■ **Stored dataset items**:
|---|

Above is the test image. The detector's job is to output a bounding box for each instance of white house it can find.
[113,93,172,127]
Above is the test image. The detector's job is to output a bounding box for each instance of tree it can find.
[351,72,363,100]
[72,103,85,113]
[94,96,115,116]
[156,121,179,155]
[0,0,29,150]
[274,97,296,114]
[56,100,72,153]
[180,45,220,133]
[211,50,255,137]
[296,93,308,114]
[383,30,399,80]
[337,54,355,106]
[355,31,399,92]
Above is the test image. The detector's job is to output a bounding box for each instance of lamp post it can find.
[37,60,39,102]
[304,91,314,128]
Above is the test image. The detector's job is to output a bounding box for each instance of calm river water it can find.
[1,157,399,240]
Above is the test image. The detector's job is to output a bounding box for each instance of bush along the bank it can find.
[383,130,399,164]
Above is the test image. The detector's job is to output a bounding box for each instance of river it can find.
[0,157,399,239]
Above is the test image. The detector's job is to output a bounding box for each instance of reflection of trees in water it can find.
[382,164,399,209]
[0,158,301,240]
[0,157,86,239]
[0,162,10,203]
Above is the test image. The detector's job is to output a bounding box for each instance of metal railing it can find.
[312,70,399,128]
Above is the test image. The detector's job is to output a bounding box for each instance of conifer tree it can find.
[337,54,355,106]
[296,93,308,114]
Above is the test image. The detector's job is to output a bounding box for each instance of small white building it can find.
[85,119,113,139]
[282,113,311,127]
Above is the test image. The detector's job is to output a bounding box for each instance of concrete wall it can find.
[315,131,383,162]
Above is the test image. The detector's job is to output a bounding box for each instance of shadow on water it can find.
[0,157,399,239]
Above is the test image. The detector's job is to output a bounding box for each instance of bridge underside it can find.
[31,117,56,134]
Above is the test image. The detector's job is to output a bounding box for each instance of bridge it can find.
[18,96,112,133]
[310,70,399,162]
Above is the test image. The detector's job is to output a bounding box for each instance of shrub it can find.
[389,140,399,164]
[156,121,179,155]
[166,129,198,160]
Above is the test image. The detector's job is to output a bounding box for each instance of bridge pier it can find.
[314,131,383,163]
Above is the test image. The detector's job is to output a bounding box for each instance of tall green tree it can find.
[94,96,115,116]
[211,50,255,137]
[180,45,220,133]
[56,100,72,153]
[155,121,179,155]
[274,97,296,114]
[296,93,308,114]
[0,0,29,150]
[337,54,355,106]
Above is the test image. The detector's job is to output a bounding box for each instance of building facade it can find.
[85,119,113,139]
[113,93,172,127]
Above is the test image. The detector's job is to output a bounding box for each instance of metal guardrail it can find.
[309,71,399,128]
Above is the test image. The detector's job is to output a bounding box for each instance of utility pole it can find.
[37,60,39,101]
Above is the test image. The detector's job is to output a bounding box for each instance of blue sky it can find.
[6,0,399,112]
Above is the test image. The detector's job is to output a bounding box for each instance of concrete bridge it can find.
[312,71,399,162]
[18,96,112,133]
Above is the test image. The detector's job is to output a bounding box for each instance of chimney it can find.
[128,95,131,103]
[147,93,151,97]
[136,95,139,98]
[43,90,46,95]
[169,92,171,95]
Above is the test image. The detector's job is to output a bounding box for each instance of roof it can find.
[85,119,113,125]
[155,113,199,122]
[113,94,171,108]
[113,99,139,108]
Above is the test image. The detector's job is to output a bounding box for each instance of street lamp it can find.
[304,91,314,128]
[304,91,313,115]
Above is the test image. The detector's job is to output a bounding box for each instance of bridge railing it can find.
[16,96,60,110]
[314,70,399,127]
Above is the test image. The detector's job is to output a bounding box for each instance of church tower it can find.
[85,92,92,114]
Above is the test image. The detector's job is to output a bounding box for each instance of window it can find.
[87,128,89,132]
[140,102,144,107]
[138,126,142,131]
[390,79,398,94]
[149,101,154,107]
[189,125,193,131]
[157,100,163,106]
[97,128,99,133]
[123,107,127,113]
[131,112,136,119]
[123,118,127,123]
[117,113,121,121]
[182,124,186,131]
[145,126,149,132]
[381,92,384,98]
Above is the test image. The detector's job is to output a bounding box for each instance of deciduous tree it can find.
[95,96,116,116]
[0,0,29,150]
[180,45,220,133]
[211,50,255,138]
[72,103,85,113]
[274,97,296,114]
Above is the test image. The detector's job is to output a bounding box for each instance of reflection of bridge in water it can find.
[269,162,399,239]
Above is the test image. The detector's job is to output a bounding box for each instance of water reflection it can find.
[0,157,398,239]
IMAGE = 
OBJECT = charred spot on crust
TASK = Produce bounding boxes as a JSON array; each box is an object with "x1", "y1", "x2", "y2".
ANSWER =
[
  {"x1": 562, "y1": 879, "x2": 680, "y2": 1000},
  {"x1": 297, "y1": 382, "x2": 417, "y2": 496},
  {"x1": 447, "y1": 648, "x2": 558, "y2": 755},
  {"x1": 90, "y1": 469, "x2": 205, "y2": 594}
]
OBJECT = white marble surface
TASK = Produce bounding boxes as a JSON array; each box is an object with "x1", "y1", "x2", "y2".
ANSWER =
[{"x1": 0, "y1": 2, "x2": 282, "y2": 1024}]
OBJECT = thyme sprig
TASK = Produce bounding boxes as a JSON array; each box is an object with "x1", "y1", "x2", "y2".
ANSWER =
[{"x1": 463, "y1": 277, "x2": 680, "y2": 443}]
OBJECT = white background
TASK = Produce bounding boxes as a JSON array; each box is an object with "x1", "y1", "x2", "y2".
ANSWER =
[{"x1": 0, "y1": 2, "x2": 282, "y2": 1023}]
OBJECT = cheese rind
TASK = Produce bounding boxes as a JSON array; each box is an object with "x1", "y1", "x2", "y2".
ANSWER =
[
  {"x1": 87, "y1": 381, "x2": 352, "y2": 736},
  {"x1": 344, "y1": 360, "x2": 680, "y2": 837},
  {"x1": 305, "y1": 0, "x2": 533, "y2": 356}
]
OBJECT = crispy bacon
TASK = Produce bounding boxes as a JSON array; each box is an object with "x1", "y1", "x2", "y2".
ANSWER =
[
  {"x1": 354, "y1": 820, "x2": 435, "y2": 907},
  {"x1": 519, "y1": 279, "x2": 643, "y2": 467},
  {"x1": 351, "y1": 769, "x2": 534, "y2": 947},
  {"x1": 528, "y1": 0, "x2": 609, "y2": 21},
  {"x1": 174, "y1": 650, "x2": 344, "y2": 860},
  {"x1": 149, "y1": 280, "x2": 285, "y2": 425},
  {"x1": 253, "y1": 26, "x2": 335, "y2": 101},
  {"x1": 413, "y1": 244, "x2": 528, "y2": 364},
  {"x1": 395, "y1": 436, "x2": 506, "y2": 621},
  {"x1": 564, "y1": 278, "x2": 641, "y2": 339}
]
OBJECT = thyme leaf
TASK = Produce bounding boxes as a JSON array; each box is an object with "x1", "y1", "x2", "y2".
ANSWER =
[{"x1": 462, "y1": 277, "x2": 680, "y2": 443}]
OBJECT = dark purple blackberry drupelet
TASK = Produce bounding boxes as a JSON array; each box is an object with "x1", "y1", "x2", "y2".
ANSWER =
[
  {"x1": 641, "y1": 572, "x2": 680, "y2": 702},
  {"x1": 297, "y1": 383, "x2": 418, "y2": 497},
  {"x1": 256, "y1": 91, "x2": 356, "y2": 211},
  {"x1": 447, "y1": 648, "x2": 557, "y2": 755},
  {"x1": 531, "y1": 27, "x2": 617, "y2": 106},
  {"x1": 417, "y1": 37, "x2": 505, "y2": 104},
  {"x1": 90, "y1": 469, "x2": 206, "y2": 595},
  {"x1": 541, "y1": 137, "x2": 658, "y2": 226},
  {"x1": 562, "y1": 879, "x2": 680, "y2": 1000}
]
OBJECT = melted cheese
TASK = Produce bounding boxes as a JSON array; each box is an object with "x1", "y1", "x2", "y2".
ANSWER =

|---|

■ **ACTIVITY**:
Return the full data, every line of it, with nothing altered.

■ **COMPLETED EXERCISE**:
Above is the test image. The detector's job is to output a bounding box for each instance of white house it can find.
[113,93,172,127]
Above is the test image. The detector's job is to output a bounding box for each instance of tree it can find.
[351,72,363,100]
[72,103,85,113]
[94,96,115,116]
[156,121,179,155]
[0,0,29,150]
[274,97,296,114]
[56,100,72,153]
[180,45,220,133]
[211,50,255,137]
[296,93,308,114]
[383,30,399,80]
[337,54,355,106]
[355,31,399,92]
Above is the test image. The detector's job is to output a bounding box for each instance of lamp post it can find.
[37,60,39,102]
[304,91,314,128]
Above is the test image. The detector's job is to output a bounding box for each instance of calm river water it can find.
[1,157,399,240]
Above is the test image. The detector's job is to output a bounding box for each instance of bush along the bank it can find.
[383,130,399,164]
Above is the test image. The detector's job is to output a bounding box for each instance of river it can find.
[0,157,399,239]
Above is the test image. The detector's job is to output a bounding box for each instance of reflection of trees in water it can find.
[382,164,399,209]
[0,158,301,240]
[0,157,86,239]
[0,162,10,203]
Above is the test image. The detector's job is to output a bounding box for each instance of metal railing it can find.
[312,70,399,128]
Above is the test image. The detector's job is to output a bounding box for each instance of conifer tree it can find.
[337,54,355,106]
[296,93,308,114]
Above is the test image. The detector's job is to output a bounding box for each instance of small white building it can find.
[85,119,113,139]
[282,113,311,127]
Above is the test image. The detector's job is to output a bounding box for each instance of concrete wall it can find.
[315,131,383,162]
Above is the test image. The detector's job is to output a bounding box for each instance of shadow on water it can find.
[0,157,399,239]
Above is the test image. The detector's job is to output a bounding box for each instance of bridge underside it can find.
[31,117,56,134]
Above is the test image. The detector's job is to output a bounding box for each instance of bridge it can find.
[18,96,112,133]
[310,70,399,162]
Above is the test image. The detector's job is to output a bounding box for each instance of shrub it can find.
[389,140,399,164]
[156,121,179,155]
[166,129,198,160]
Above is the test image. The detector's job is to output a bounding box for each instance of bridge pier it can find.
[314,131,383,163]
Above is the test image. The detector's job is to output a bounding box for each instance of tall green tree it can find.
[94,96,115,116]
[211,50,255,137]
[180,45,220,133]
[56,100,72,153]
[155,121,179,155]
[274,97,296,114]
[296,93,308,114]
[0,0,29,150]
[337,54,355,106]
Above is the test image. The detector's job is to output a bounding box for each instance of building facade it can find.
[85,119,113,139]
[113,93,172,127]
Above is the test image. The detector's job is to output a bounding box for each instance of metal guardrail it can find.
[309,71,399,128]
Above is the test image. The detector's job is to output a bounding box for each instance of utility pole it can find.
[37,60,39,101]
Above is the test image. The detector's job is to output a bounding box for each instance of blue sky it can find.
[6,0,399,112]
Above is the test image. The detector's job is to output a bounding box for each instance of concrete bridge it can find.
[312,71,399,162]
[18,96,112,133]
Above is the test image. The detector's job is to output a bounding box for each instance of chimney it can find.
[128,95,131,103]
[147,93,151,97]
[136,95,139,98]
[43,90,46,95]
[169,92,171,95]
Above is the test image. The detector's job is to output a bounding box for each instance of roof it can find.
[85,119,113,125]
[155,113,199,122]
[113,94,171,108]
[113,99,139,108]
Above is the test image. The detector's job is to output a bounding box for each instance of street lamp it can find.
[304,91,314,128]
[304,91,313,115]
Above is the test image. The detector's job is to output a bounding box for each instance of bridge railing it can find.
[16,96,60,110]
[314,70,399,127]
Above is the test image. The detector's job is to output a bounding box for each instance of church tower it can find.
[85,92,92,114]
Above is the test image. The detector's job is to output a bounding box for each instance of window it can find.
[87,128,89,132]
[140,102,144,107]
[138,126,142,131]
[390,79,398,94]
[149,101,154,107]
[189,125,193,131]
[157,100,163,106]
[97,128,99,133]
[123,107,127,113]
[131,112,136,119]
[123,118,127,123]
[117,113,121,121]
[182,124,186,131]
[145,126,149,132]
[381,92,384,98]
Above is the test image. The detector's job is to output a bounding box for each instance of deciduous tree it can find.
[95,96,116,116]
[0,0,29,150]
[180,45,220,133]
[211,50,255,138]
[72,103,85,113]
[274,97,296,114]
Above is the test image. The detector's job is to output a bounding box for each instance of reflection of bridge in water it can find.
[269,162,399,239]
Above is the test image. The detector's job is to output a bounding box for each instance of water reflection it can find.
[0,157,398,239]
IMAGE = 
OBJECT = charred spot on crust
TASK = Produce bounding boxes as a JSON array; each box is an object with "x1", "y1", "x2", "y2".
ANSWER =
[
  {"x1": 562, "y1": 879, "x2": 680, "y2": 1000},
  {"x1": 297, "y1": 382, "x2": 417, "y2": 496},
  {"x1": 447, "y1": 648, "x2": 558, "y2": 755},
  {"x1": 90, "y1": 469, "x2": 205, "y2": 594}
]
OBJECT = white marble surface
TASK = Produce bounding boxes as a JSON array; each box is an object with "x1", "y1", "x2", "y2".
ANSWER =
[{"x1": 0, "y1": 2, "x2": 282, "y2": 1024}]
OBJECT = thyme sprig
TASK = Produce bounding boxes as a JSON array; each box is an object with "x1", "y1", "x2", "y2".
ANSWER =
[{"x1": 463, "y1": 277, "x2": 680, "y2": 443}]
OBJECT = white background
TASK = Produce bounding boxes as a JSON array; each box is an object with "x1", "y1", "x2", "y2".
ANSWER =
[{"x1": 0, "y1": 2, "x2": 282, "y2": 1023}]
OBJECT = cheese rind
TASK = Produce bounding boxes as a JSON array; each box is an object with "x1", "y1", "x2", "y2".
ANSWER =
[
  {"x1": 87, "y1": 381, "x2": 352, "y2": 736},
  {"x1": 344, "y1": 360, "x2": 680, "y2": 837},
  {"x1": 305, "y1": 0, "x2": 533, "y2": 356}
]
OBJECT = crispy bacon
TASK = Produce bounding boxes as a JSON array; each box is an object with "x1", "y1", "x2", "y2".
ANSWER =
[
  {"x1": 354, "y1": 820, "x2": 435, "y2": 907},
  {"x1": 519, "y1": 279, "x2": 643, "y2": 467},
  {"x1": 351, "y1": 769, "x2": 534, "y2": 947},
  {"x1": 528, "y1": 0, "x2": 609, "y2": 21},
  {"x1": 174, "y1": 650, "x2": 344, "y2": 860},
  {"x1": 149, "y1": 280, "x2": 285, "y2": 425},
  {"x1": 253, "y1": 26, "x2": 335, "y2": 101},
  {"x1": 413, "y1": 244, "x2": 528, "y2": 364},
  {"x1": 395, "y1": 436, "x2": 506, "y2": 621},
  {"x1": 564, "y1": 278, "x2": 641, "y2": 339}
]
OBJECT = thyme leaf
TASK = Produce bounding boxes as a JSON array; each box is an object with "x1", "y1", "x2", "y2".
ANSWER =
[{"x1": 462, "y1": 277, "x2": 680, "y2": 443}]
OBJECT = dark purple blackberry drupelet
TASK = Produce bounding boxes as a JSON array; each box is an object with "x1", "y1", "x2", "y2".
ANSWER =
[
  {"x1": 641, "y1": 572, "x2": 680, "y2": 702},
  {"x1": 297, "y1": 383, "x2": 418, "y2": 497},
  {"x1": 256, "y1": 91, "x2": 356, "y2": 211},
  {"x1": 447, "y1": 648, "x2": 557, "y2": 755},
  {"x1": 531, "y1": 27, "x2": 617, "y2": 106},
  {"x1": 417, "y1": 37, "x2": 505, "y2": 104},
  {"x1": 90, "y1": 469, "x2": 206, "y2": 595},
  {"x1": 541, "y1": 137, "x2": 658, "y2": 226},
  {"x1": 562, "y1": 879, "x2": 680, "y2": 1000}
]
OBJECT = melted cheese
TASK = Produce bounding boxes as a JSON array; each box is an object with "x1", "y1", "x2", "y2".
ANSWER =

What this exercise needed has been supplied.